## TASK OBJECTIVE
Across the records below, how many lines contain the string "white"? Give the number by itself.

## RECORDS FOR THE TASK

+ + + + +

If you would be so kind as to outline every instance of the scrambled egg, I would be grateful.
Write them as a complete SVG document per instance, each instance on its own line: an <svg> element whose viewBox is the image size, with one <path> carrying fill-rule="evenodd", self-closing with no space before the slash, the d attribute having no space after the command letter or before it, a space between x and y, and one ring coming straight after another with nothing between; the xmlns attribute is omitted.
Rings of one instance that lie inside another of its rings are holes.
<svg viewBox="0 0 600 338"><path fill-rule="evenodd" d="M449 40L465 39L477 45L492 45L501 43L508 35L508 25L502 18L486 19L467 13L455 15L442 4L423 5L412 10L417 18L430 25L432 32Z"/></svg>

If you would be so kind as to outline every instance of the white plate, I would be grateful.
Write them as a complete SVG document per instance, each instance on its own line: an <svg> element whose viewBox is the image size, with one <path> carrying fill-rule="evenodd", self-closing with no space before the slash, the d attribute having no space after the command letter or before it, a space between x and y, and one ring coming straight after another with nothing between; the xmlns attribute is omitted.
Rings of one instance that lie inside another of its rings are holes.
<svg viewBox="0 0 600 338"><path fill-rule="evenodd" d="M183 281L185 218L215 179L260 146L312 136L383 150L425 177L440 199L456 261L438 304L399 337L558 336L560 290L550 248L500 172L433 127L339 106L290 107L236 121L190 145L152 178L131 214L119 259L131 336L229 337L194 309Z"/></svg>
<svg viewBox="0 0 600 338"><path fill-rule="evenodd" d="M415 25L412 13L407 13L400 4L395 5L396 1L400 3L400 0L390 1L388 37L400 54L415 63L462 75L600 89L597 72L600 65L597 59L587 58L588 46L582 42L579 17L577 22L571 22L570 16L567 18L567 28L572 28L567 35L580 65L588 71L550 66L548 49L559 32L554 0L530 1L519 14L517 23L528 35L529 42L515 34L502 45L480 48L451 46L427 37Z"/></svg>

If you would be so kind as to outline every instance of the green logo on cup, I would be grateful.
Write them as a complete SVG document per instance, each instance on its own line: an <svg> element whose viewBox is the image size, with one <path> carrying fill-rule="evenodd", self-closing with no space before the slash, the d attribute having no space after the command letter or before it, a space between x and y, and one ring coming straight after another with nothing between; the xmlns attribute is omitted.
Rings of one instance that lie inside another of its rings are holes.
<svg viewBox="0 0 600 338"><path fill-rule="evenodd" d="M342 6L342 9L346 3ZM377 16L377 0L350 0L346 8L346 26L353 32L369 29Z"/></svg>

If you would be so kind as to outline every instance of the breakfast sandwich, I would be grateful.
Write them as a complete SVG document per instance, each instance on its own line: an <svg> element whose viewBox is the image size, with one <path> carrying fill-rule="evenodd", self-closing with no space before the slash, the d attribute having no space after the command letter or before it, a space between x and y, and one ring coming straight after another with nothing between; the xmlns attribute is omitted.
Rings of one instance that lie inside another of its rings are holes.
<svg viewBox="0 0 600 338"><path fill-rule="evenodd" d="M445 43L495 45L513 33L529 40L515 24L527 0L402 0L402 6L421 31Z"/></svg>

+ + + + +

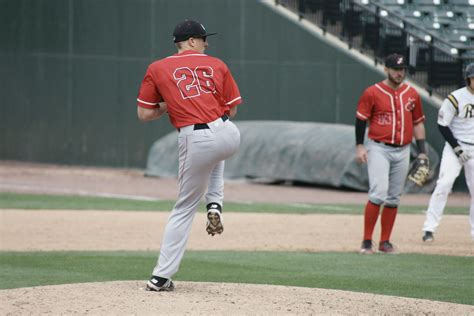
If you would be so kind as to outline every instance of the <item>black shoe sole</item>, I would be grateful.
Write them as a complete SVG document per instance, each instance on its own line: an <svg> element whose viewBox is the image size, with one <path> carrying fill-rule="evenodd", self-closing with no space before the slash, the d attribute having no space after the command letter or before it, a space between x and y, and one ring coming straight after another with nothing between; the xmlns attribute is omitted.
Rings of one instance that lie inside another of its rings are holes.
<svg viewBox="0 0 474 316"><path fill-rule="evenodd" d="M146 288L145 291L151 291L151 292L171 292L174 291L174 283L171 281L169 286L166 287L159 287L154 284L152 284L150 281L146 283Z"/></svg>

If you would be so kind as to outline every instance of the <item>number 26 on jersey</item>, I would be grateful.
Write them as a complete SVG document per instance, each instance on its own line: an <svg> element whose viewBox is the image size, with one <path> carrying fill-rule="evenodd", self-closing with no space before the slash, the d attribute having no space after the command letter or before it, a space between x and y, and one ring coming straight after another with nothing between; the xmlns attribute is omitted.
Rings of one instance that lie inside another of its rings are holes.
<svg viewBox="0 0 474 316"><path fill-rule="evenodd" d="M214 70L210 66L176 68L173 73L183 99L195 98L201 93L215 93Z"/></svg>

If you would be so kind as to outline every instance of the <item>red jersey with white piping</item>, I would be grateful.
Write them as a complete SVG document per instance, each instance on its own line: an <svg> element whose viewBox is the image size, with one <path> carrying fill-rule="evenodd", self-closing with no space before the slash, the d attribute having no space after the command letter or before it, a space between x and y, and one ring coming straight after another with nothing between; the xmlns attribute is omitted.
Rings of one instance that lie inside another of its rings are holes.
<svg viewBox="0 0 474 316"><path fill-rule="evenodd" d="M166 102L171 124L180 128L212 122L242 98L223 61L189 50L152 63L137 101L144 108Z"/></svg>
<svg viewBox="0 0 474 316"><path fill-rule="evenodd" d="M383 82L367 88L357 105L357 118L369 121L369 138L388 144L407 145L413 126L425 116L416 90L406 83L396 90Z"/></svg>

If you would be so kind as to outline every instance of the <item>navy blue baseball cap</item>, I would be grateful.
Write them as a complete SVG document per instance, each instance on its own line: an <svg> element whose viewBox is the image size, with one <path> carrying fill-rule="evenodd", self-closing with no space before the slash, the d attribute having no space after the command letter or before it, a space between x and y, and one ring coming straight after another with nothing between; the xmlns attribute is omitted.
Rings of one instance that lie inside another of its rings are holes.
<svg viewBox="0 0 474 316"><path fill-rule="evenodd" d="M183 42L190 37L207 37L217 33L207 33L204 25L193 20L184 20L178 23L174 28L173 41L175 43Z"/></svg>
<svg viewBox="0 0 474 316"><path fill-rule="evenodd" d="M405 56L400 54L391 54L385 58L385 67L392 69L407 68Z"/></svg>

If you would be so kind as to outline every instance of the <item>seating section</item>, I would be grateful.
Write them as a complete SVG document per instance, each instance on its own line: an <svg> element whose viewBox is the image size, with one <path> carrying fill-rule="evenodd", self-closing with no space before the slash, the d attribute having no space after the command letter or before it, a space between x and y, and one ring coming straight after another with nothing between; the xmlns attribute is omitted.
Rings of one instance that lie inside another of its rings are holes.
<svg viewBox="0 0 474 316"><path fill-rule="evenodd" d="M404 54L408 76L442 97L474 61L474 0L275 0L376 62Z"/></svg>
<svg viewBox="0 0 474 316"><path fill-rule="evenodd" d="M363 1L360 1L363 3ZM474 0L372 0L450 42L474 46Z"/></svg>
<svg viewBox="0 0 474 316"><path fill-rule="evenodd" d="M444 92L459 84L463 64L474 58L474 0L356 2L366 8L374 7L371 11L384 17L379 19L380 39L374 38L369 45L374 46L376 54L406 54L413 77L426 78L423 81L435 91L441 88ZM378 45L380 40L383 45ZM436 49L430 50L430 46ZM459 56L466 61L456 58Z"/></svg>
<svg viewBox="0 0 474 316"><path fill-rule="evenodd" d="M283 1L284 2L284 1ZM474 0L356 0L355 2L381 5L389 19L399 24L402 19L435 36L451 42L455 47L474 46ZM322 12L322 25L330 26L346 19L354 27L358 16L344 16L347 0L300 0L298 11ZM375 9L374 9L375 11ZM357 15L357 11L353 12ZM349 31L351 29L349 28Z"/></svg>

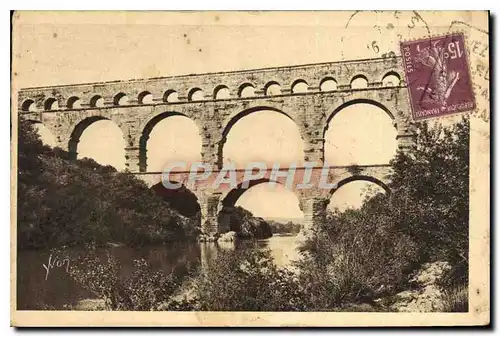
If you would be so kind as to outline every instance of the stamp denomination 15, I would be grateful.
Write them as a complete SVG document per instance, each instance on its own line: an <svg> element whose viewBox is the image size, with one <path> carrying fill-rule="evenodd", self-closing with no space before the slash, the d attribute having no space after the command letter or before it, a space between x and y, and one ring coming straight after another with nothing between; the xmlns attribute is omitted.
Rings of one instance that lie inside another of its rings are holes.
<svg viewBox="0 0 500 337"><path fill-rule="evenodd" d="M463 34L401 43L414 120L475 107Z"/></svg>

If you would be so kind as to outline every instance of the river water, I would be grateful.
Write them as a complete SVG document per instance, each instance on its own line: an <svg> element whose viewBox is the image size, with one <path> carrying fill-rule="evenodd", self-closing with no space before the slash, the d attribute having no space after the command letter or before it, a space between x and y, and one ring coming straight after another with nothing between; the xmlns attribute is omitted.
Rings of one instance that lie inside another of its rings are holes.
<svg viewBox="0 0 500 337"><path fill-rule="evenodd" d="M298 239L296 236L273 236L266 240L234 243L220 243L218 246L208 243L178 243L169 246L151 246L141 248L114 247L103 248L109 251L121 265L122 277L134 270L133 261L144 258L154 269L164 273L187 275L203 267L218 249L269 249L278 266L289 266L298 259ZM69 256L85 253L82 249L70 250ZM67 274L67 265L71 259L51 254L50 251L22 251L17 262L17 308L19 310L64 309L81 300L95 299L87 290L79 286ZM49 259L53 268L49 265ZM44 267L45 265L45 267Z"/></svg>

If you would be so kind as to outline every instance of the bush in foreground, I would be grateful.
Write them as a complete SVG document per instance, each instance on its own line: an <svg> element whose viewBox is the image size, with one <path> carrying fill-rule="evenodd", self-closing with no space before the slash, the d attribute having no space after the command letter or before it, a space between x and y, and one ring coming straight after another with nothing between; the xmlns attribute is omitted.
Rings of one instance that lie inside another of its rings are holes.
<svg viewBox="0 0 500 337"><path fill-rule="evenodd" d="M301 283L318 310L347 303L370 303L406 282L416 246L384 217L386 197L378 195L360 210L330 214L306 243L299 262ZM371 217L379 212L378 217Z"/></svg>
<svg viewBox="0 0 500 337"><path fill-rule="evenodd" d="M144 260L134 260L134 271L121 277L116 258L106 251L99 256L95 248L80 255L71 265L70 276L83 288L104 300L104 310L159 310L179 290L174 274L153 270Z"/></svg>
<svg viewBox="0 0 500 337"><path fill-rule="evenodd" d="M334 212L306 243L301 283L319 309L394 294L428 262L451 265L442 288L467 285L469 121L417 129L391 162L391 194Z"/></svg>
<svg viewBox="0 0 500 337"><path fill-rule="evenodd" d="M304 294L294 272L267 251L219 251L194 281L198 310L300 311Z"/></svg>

+ + + + +

## EXERCISE OUTPUT
2